Items from a data source
▼▼▼

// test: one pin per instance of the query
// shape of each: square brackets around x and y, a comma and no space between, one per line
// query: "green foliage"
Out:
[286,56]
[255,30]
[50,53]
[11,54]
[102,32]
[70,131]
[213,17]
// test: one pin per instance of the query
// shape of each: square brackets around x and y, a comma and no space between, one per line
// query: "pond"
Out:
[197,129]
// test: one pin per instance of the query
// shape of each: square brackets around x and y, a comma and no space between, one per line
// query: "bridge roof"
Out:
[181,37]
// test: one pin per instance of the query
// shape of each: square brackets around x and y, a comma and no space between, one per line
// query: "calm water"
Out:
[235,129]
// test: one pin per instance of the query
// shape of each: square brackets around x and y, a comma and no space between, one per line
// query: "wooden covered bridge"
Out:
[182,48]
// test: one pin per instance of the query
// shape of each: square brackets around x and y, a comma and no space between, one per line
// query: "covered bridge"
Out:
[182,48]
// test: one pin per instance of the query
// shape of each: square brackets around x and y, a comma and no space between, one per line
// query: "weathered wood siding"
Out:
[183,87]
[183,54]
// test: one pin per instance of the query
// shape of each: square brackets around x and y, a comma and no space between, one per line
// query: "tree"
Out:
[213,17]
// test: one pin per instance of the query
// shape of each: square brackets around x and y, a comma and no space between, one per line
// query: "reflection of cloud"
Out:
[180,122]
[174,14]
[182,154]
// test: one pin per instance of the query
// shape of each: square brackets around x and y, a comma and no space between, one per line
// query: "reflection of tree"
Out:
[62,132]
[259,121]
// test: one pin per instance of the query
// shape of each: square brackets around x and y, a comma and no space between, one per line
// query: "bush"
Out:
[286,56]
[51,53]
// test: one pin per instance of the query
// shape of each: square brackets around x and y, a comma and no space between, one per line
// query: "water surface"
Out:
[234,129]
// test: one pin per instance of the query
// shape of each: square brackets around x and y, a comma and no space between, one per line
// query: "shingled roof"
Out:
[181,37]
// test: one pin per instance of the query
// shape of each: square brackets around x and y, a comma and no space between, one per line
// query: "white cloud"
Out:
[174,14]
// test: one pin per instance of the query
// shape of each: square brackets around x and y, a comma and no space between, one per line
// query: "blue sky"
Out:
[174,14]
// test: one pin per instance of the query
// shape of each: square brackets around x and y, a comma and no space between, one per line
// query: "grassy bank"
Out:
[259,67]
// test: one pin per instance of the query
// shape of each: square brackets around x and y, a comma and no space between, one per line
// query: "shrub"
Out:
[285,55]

▲▲▲

- _Written request_:
Report each line of the entries above that contains the word "cloud", copying every such line in full.

- _Answer to this problem_:
// query: "reflection of cloud"
// query: "white cloud"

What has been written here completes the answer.